**Instructions:**
A: From the co-prime numbers passage, print the lines from "Make such pictures" to "all 8 pegs.".
B: According to the co-prime numbers passage, which factor does Guna show that 56 and 63 share?
C: Continue the co-prime numbers passage after its final sentence.

**Selected excerpt:**

........

Make such pictures for the following: a. 15 pegs, thread gap 10. Common factor 5, so visits only 3 pegs. b. 10 pegs, thread gap 7. Co-prime, visits all 10 pegs. c. 14 pegs, thread gap 6. Common factor 2, visits 7 pegs. d. 8 pegs, thread gap 3. Co-prime, visits all 8 pegs.
Now let us move to section 5.4, Prime Factorisation. Checking if two numbers are co-prime. Teacher asks, are 56 and 63 co-prime? Anshu and Guna discuss. Anshu writes 56 = 14 × 4 and 63 = 21 × 3. He says no common factors. Guna says 56 = 7 × 8 and 63 = 9 × 7. 7 is common. Guna is right. Writing 56 = 14 × 4 does not tell all factors. We need a systematic approach.

........

**Items:**

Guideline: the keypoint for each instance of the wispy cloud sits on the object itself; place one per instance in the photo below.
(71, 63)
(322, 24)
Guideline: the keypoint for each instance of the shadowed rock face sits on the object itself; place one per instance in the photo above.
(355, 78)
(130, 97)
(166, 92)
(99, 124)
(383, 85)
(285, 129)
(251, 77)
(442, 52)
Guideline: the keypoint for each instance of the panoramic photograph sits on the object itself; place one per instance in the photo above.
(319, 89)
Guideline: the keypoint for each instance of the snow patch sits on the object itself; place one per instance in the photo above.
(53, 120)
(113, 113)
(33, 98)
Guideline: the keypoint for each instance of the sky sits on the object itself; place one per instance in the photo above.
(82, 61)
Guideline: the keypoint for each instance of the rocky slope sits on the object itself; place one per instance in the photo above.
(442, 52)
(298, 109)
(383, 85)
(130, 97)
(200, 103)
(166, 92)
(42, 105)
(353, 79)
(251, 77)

........

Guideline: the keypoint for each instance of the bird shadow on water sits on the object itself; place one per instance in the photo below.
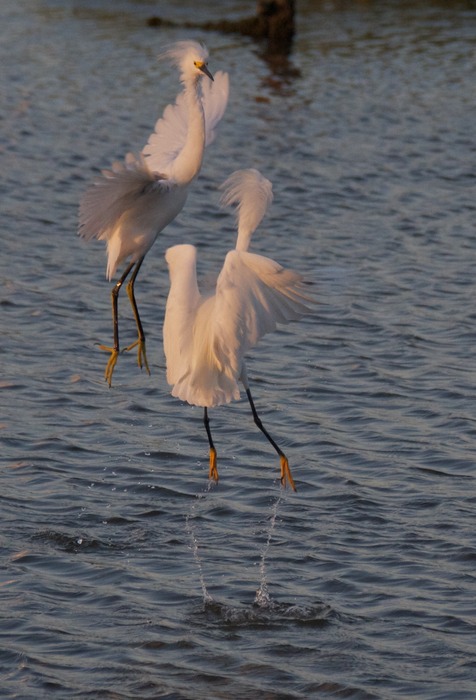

........

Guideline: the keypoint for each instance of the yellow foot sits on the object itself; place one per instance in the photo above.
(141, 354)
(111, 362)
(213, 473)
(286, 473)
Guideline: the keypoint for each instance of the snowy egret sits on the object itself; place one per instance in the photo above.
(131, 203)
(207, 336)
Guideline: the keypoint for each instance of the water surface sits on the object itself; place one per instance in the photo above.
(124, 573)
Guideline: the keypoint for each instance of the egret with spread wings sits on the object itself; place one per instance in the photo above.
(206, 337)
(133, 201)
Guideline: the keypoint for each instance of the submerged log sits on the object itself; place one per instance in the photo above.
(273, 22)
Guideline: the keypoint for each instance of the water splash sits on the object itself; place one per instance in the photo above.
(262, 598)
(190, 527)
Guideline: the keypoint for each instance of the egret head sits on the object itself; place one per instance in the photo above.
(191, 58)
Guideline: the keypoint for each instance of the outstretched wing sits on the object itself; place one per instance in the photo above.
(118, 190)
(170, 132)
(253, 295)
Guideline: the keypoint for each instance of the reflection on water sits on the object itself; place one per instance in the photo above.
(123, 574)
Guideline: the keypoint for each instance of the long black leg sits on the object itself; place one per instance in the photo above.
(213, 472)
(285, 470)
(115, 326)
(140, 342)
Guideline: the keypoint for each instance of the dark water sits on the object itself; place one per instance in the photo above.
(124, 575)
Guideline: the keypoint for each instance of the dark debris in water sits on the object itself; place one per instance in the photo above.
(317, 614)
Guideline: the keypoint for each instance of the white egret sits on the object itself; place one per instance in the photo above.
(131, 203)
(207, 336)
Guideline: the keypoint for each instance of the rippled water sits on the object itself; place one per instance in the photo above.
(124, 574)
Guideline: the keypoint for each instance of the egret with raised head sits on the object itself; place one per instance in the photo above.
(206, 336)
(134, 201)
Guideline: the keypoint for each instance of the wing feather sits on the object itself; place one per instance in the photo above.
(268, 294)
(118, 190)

........

**Answer list:**
A:
Make such pictures for the following: a. 15 pegs, thread gap 10. Common factor 5, so visits only 3 pegs. b. 10 pegs, thread gap 7. Co-prime, visits all 10 pegs. c. 14 pegs, thread gap 6. Common factor 2, visits 7 pegs. d. 8 pegs, thread gap 3. Co-prime, visits all 8 pegs.

B: 7

C:
Prime factorisation. Take a number such as 56. It is composite, as we saw that it can be written as 56 = 4 × 14. So, both 4 and 14 are factors of 56. Now take one of these, say 14. It is also composite and can be written as 14 = 2 × 7. Therefore, 56 = 4 × 2 × 7. Now, 4 is composite and can be written as 4 = 2 × 2. Therefore, 56 = 2 × 2 × 2 × 7. All the factors appearing here, 2 and 7, are prime numbers. So, we cannot divide them further. In conclusion, we have written 56 as a product of prime numbers. This is called prime factorisation of 56. The individual factors are called prime factors. For example, the prime factors of 56 are 2 and 7.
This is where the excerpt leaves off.